▶ **What you have to do**: Turn all of the records below into a Markdown table with the columns No. and Line, one numbered row per line, skipping blank lines. Leave the pictures out of your answer.

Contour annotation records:

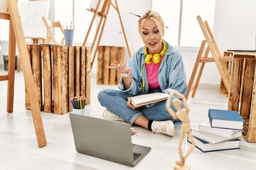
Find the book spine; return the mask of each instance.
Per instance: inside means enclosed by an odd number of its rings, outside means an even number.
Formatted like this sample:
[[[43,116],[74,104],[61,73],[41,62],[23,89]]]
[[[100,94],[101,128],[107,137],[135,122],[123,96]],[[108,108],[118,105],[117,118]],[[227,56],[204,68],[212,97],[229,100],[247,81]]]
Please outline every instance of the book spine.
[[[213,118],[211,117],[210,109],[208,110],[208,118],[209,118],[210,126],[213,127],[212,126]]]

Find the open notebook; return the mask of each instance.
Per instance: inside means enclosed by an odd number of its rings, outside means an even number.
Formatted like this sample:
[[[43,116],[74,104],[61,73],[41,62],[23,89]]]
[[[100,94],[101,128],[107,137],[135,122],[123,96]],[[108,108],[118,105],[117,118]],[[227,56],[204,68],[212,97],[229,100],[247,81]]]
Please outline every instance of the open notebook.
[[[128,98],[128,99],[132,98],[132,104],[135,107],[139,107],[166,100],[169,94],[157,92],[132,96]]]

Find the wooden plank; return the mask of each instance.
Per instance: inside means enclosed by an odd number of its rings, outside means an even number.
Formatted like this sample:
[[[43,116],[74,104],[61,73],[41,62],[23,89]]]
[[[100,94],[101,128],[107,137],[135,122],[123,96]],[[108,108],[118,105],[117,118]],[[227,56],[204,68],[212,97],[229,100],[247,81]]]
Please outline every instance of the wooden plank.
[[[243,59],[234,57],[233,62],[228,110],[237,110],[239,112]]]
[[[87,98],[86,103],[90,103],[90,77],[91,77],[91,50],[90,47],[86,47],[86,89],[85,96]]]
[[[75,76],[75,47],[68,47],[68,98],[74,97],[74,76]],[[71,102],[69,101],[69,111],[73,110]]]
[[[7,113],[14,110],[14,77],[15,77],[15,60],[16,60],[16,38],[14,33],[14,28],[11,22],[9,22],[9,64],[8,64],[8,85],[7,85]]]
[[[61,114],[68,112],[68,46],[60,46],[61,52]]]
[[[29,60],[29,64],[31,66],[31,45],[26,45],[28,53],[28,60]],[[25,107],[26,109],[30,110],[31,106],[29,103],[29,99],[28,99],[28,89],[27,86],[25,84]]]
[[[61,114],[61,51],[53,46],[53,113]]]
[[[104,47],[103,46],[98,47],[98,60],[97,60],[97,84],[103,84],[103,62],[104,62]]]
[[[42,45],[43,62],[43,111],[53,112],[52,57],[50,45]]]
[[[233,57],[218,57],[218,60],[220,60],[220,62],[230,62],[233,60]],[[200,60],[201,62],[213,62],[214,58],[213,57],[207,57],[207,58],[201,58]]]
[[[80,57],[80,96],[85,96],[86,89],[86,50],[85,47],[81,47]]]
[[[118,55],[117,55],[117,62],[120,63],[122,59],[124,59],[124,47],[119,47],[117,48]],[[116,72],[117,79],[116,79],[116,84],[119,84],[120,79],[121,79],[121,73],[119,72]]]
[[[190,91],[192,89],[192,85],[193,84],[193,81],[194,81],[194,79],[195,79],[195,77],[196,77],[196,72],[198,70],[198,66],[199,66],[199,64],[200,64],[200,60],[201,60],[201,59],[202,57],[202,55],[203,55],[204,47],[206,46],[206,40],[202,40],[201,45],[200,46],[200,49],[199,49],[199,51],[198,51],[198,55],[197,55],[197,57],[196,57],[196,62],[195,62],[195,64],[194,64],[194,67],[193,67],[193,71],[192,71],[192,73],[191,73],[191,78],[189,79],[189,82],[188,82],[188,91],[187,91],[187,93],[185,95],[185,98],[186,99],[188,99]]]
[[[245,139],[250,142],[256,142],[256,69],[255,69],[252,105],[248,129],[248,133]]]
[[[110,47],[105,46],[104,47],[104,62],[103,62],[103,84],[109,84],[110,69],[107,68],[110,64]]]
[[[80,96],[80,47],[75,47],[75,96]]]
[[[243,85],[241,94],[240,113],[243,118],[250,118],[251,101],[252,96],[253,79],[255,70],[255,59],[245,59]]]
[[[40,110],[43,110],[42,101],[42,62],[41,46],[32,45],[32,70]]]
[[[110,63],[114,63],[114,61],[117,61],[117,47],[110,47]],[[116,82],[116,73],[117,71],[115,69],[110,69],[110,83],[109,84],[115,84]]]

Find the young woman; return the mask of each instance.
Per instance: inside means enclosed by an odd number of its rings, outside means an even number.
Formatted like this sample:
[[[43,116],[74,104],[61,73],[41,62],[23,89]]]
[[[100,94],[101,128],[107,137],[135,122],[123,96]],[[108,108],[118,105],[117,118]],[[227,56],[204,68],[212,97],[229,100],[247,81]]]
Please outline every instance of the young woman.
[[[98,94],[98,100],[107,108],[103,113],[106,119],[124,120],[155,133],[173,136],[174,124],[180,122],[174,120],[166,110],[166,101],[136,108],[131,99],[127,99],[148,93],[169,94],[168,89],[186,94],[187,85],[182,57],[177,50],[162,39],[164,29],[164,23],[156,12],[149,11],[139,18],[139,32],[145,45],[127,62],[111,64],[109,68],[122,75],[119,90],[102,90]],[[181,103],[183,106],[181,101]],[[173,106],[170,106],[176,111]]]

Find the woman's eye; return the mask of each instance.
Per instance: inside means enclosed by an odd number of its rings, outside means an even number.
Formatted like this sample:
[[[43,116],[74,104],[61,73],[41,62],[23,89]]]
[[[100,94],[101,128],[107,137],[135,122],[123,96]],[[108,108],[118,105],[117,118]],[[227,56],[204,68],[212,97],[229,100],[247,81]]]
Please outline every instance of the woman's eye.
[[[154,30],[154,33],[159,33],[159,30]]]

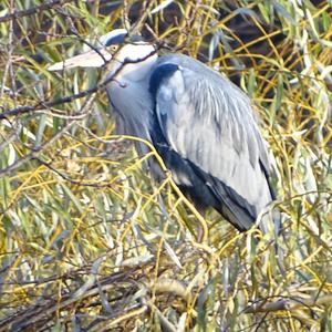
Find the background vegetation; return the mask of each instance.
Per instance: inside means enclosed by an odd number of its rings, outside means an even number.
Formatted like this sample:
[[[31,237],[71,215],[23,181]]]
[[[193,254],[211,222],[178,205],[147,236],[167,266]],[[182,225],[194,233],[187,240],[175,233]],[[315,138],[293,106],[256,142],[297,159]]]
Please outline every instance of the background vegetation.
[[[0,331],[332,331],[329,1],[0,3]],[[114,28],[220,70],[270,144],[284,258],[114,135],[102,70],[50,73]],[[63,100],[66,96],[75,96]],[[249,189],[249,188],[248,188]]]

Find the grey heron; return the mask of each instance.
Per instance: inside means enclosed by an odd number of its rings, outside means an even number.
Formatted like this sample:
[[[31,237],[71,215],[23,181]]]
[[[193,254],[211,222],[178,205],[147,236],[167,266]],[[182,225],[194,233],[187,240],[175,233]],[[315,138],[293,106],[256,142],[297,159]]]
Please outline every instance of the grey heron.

▶ **Exercise result**:
| No. | Line |
|---|---|
| 1 | Find the book spine; return the mask of each instance. |
| 2 | Per instance: inside means enclosed by an odd number of its rings, outside means an even number. |
| 3 | Formatted like this sample: |
| 4 | [[[43,116],[74,104],[61,73],[41,62],[23,89]]] |
| 5 | [[[100,94],[101,128],[107,137],[135,122],[123,96]],[[108,108],[118,105],[117,118]],[[227,56],[204,68],[212,97],[229,100],[247,81]]] |
| 6 | Please outline every instance of the book spine. |
| 7 | [[[213,118],[211,117],[210,109],[208,110],[208,118],[209,118],[210,126],[213,127],[212,126]]] |
| 8 | Find the open notebook; return the mask of each instance. |
| 9 | Per instance: inside means enclosed by an odd number of its rings, outside means an even number. |
| 10 | Formatted like this sample: |
| 11 | [[[43,116],[74,104],[61,73],[41,62],[23,89]]] |
| 12 | [[[100,94],[101,128],[107,137],[135,122],[123,96]],[[108,108],[118,105],[117,118]],[[227,56],[204,68],[212,97],[229,100],[247,81]]] |
| 13 | Please outline every instance of the open notebook. |
| 14 | [[[128,98],[128,99],[132,98],[132,104],[135,107],[139,107],[166,100],[169,94],[157,92],[132,96]]] |
| 15 | Find the wooden plank; return the mask of each instance. |
| 16 | Per instance: inside means enclosed by an odd number of its rings, outside means an even number. |
| 17 | Formatted like this sample: |
| 18 | [[[43,116],[74,104],[61,73],[41,62],[23,89]]] |
| 19 | [[[100,94],[101,128],[107,137],[135,122],[123,96]],[[108,108],[118,105],[117,118]],[[227,56],[204,68],[212,97],[229,100],[247,81]]] |
| 20 | Please outline every instance of the wooden plank. |
| 21 | [[[243,59],[234,57],[233,62],[228,110],[237,110],[239,112]]] |
| 22 | [[[87,98],[86,103],[90,103],[90,77],[91,77],[91,50],[90,47],[86,47],[86,89],[85,96]]] |
| 23 | [[[75,76],[75,47],[68,47],[68,98],[74,97],[74,76]],[[71,102],[69,101],[69,111],[73,110]]] |
| 24 | [[[7,113],[14,110],[14,77],[15,77],[15,60],[16,60],[16,38],[14,33],[14,28],[11,22],[9,22],[9,64],[8,64],[8,85],[7,85]]] |
| 25 | [[[61,114],[68,112],[68,46],[60,46],[61,52]]] |
| 26 | [[[29,60],[29,64],[31,66],[31,45],[26,45],[28,53],[28,60]],[[25,107],[26,109],[30,110],[31,106],[29,103],[29,99],[28,99],[28,89],[27,86],[25,84]]] |
| 27 | [[[61,114],[61,51],[53,46],[53,113]]] |
| 28 | [[[104,47],[103,46],[98,47],[98,60],[97,60],[97,84],[103,84],[103,62],[104,62]]] |
| 29 | [[[42,45],[43,62],[43,111],[53,112],[52,57],[50,45]]] |
| 30 | [[[233,57],[218,57],[218,60],[220,60],[220,62],[230,62],[233,60]],[[200,60],[201,62],[213,62],[214,58],[213,57],[207,57],[207,58],[201,58]]] |
| 31 | [[[80,57],[80,96],[85,96],[86,89],[86,50],[85,47],[81,47]]] |
| 32 | [[[118,55],[117,55],[117,62],[120,63],[122,59],[124,59],[124,47],[119,47],[117,48]],[[116,72],[117,79],[116,79],[116,84],[119,84],[120,79],[121,79],[121,73],[119,72]]] |
| 33 | [[[190,91],[192,89],[192,85],[193,84],[193,81],[194,81],[194,79],[195,79],[195,77],[196,77],[196,72],[198,70],[198,66],[199,66],[199,64],[200,64],[200,60],[201,60],[201,59],[202,57],[202,55],[203,55],[204,47],[206,46],[206,40],[202,40],[201,45],[200,46],[200,49],[199,49],[199,51],[198,51],[198,55],[197,55],[197,57],[196,57],[196,62],[195,62],[195,64],[194,64],[194,67],[193,67],[193,71],[192,71],[192,73],[191,73],[191,78],[189,79],[189,82],[188,82],[188,91],[187,91],[187,93],[185,95],[185,98],[186,99],[188,99]]] |
| 34 | [[[245,139],[250,142],[256,142],[256,69],[255,69],[252,105],[248,129],[248,133]]] |
| 35 | [[[110,47],[105,46],[104,47],[104,62],[103,62],[103,84],[109,84],[110,69],[107,68],[110,64]]] |
| 36 | [[[80,96],[80,47],[75,47],[75,96]]] |
| 37 | [[[243,85],[241,94],[240,113],[243,118],[250,118],[251,101],[252,96],[253,79],[255,70],[255,59],[245,59]]] |
| 38 | [[[40,110],[43,110],[42,101],[42,62],[41,46],[32,45],[32,70]]] |
| 39 | [[[110,63],[114,63],[114,61],[117,61],[117,47],[110,47]],[[116,82],[116,73],[117,71],[115,69],[110,69],[110,83],[109,84],[115,84]]] |
| 40 | Find the young woman; return the mask of each instance. |
| 41 | Per instance: inside means enclosed by an odd number of its rings, outside means an even number. |
| 42 | Formatted like this sample: |
| 43 | [[[43,116],[74,104],[61,73],[41,62],[23,89]]] |
| 44 | [[[100,94],[101,128],[107,137],[135,122],[123,96]],[[108,108],[118,105],[117,118]],[[227,56],[204,68],[212,97],[229,100],[247,81]]] |
| 45 | Please outline every instance of the young woman. |
| 46 | [[[98,94],[98,100],[107,108],[103,113],[106,119],[124,120],[155,133],[173,136],[174,124],[180,122],[174,120],[166,110],[166,101],[136,108],[131,99],[127,99],[148,93],[169,94],[168,89],[186,94],[187,85],[182,57],[177,50],[162,39],[164,29],[164,23],[156,12],[149,11],[139,18],[139,32],[145,45],[127,62],[111,64],[109,68],[122,75],[119,90],[102,90]],[[181,103],[183,106],[181,101]],[[173,106],[170,106],[176,111]]] |
| 47 | Find the woman's eye; return the mask of each instance. |
| 48 | Per instance: inside means enclosed by an odd number of its rings, outside means an even number. |
| 49 | Formatted like this sample: |
| 50 | [[[43,116],[74,104],[61,73],[41,62],[23,89]]] |
| 51 | [[[100,94],[101,128],[107,137],[135,122],[123,96]],[[108,108],[118,105],[117,118]],[[227,56],[204,68],[212,97],[229,100],[247,81]]] |
| 52 | Please outline every instance of the woman's eye. |
| 53 | [[[154,30],[154,33],[159,33],[159,30]]] |
| 54 | Find the background vegetation; return the mask of each instance. |
| 55 | Per instance: inside means enclosed by an odd number of its rings, outside means an even number. |
| 56 | Formatted like this sample: |
| 57 | [[[31,237],[71,215],[23,181]]] |
| 58 | [[[193,254],[211,222],[178,205],[147,236],[167,266]],[[182,225],[194,233],[187,240],[175,233]],[[315,138],[293,106],[256,142],[297,159]]] |
| 59 | Please outline every instance of the background vegetation. |
| 60 | [[[0,331],[332,331],[329,1],[0,3]],[[114,28],[220,70],[270,144],[284,258],[114,135],[102,70],[50,73]],[[63,100],[66,96],[75,96]],[[249,189],[249,188],[248,188]]] |
| 61 | Find the grey heron; return the mask of each instance. |
| 62 | Per instance: inside means enclosed by an odd number of its rings, outside means an even number. |
| 63 | Formatted like this sample: |
| 64 | [[[31,237],[71,215],[23,181]]] |
| 65 | [[[193,254],[211,222],[178,205],[147,236],[167,266]],[[182,225],[194,233],[187,240],[175,233]],[[315,138],[293,106],[256,142],[297,159]]] |
| 66 | Please outline every instance of the grey heron. |